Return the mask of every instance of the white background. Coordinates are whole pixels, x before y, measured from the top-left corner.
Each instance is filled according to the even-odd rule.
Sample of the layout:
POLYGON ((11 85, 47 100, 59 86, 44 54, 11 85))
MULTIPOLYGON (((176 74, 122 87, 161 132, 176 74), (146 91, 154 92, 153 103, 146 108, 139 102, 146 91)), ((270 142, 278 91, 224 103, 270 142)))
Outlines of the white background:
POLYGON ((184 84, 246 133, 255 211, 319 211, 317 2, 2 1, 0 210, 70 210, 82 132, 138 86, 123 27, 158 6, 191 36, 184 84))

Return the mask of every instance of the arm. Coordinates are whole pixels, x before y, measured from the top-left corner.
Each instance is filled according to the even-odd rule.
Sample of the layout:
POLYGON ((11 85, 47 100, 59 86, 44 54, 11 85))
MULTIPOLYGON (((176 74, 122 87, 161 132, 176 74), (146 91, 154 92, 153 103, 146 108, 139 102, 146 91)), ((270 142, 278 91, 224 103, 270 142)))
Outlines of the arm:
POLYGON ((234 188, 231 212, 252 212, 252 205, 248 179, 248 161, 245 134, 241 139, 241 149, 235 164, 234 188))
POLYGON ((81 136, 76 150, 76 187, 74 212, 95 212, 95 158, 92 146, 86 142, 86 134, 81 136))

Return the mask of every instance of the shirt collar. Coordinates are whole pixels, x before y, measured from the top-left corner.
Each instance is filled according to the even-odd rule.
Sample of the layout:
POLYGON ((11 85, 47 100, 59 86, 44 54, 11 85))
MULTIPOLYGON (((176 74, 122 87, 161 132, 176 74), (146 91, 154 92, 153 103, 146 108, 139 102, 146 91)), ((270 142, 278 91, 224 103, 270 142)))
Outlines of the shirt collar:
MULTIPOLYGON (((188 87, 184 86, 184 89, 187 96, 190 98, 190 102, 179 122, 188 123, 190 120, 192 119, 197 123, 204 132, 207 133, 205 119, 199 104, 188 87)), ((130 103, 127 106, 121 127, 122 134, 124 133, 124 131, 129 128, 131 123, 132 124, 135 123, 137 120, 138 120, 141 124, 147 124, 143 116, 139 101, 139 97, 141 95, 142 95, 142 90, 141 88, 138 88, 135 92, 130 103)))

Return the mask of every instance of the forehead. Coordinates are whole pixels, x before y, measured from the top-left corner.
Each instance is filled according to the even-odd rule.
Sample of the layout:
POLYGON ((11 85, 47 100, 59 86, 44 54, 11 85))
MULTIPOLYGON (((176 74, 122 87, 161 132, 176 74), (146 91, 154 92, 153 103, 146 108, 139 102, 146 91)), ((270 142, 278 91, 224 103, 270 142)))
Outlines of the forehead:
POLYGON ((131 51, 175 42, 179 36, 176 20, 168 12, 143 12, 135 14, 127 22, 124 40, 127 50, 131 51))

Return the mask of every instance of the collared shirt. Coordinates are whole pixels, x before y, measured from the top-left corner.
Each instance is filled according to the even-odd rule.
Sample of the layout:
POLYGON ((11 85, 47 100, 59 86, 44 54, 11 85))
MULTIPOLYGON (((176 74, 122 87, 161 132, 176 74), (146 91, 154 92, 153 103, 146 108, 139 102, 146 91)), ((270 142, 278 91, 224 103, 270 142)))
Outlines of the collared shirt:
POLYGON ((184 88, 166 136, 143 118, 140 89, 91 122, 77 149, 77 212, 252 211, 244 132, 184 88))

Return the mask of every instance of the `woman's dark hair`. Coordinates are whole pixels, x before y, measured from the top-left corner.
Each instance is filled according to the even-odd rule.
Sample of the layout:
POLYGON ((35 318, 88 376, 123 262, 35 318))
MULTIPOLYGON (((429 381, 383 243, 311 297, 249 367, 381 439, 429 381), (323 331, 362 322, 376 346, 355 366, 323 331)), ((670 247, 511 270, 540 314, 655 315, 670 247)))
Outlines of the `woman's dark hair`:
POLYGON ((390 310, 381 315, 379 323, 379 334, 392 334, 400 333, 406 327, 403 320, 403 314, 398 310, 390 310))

++++

## EXERCISE DIRECTIONS
Reproduce all the entries with "top-left corner" switched to "upper-left corner" and everything else left unchanged.

## ANSWER BELOW
Return the mask of every instance of the white background. Coordinates are whole pixels, x before y, measured from the upper-left corner.
Each instance is filled according to the even-odd rule.
Sample of the layout:
POLYGON ((11 85, 47 100, 59 86, 44 54, 11 85))
MULTIPOLYGON (((176 74, 122 87, 161 132, 176 74), (146 91, 154 92, 153 103, 146 108, 139 102, 146 91)), ((270 142, 278 91, 224 103, 270 142)))
Outlines of the white background:
POLYGON ((184 84, 246 133, 255 211, 319 211, 317 2, 2 1, 0 210, 70 210, 82 132, 138 86, 123 27, 158 6, 191 36, 184 84))

Return the mask of every instance of the arm. Coordinates are whole pixels, x before y, measured from the upper-left corner.
Each instance is filled according to the even-odd rule.
Sample of the layout:
POLYGON ((11 85, 47 100, 59 86, 44 54, 11 85))
MULTIPOLYGON (((176 74, 122 87, 161 132, 176 74), (146 91, 154 92, 153 103, 146 108, 139 102, 146 91)), ((270 142, 278 91, 224 103, 270 142)))
Outlines of the arm:
POLYGON ((234 188, 231 212, 252 212, 252 205, 248 179, 248 161, 245 134, 241 139, 241 149, 235 164, 234 188))
POLYGON ((81 136, 76 150, 76 187, 74 212, 95 212, 95 158, 92 146, 86 142, 86 134, 81 136))

Return the mask of every instance of the shirt collar. Coordinates are whole pixels, x before y, measured from the upper-left corner.
Each instance is filled according to the even-odd rule.
Sample of the layout:
POLYGON ((11 85, 47 100, 59 86, 44 54, 11 85))
MULTIPOLYGON (((176 74, 122 87, 161 132, 176 74), (146 91, 154 92, 153 103, 146 108, 139 102, 146 91)), ((270 142, 278 91, 224 103, 270 142)))
Outlines of the shirt collar:
MULTIPOLYGON (((188 87, 184 86, 184 89, 187 96, 190 98, 190 102, 179 122, 188 123, 190 120, 192 119, 197 123, 204 132, 207 133, 205 119, 199 104, 188 87)), ((130 103, 127 106, 121 127, 122 134, 124 133, 124 131, 129 128, 131 123, 132 124, 135 123, 137 120, 138 120, 141 124, 147 124, 143 116, 139 101, 139 97, 141 95, 142 95, 142 90, 141 88, 138 88, 135 92, 130 103)))

Return the mask of every instance of the forehead. Coordinates are whole pixels, x before y, measured from the upper-left corner.
Each instance is filled according to the even-odd rule.
Sample of the layout:
POLYGON ((11 85, 47 100, 59 86, 44 54, 11 85))
MULTIPOLYGON (((176 74, 122 87, 161 132, 176 74), (146 91, 154 92, 153 103, 146 108, 139 102, 146 91)), ((270 142, 278 91, 224 103, 270 142)))
Outlines of the forehead:
POLYGON ((131 51, 175 42, 179 36, 176 20, 168 12, 143 12, 135 14, 127 22, 124 40, 127 50, 131 51))

Return the mask of every instance of the collared shirt. Coordinates are whole pixels, x before y, measured from the upper-left corner.
Each instance is filled according to the even-odd rule.
Sample of the layout:
POLYGON ((11 85, 47 100, 59 86, 44 54, 11 85))
MULTIPOLYGON (((176 74, 122 87, 161 132, 176 74), (146 91, 154 92, 153 103, 146 108, 139 102, 146 91)), ((270 142, 278 91, 224 103, 270 142)))
Outlines of the collared shirt:
POLYGON ((184 88, 166 136, 143 118, 140 89, 91 122, 77 149, 77 212, 252 211, 244 132, 184 88))

Return the mask of every instance of the `woman's dark hair`. Coordinates are whole pixels, x before y, measured from the upper-left corner.
Each instance is filled according to the even-odd rule.
Sample of the layout:
POLYGON ((35 318, 88 376, 123 262, 35 318))
MULTIPOLYGON (((429 381, 383 243, 311 297, 249 367, 381 439, 429 381), (323 331, 362 322, 376 346, 355 366, 323 331)), ((670 247, 511 270, 540 314, 655 315, 670 247)))
Outlines of the `woman's dark hair`:
POLYGON ((390 310, 381 315, 379 323, 379 334, 392 334, 400 333, 406 327, 403 320, 403 314, 398 310, 390 310))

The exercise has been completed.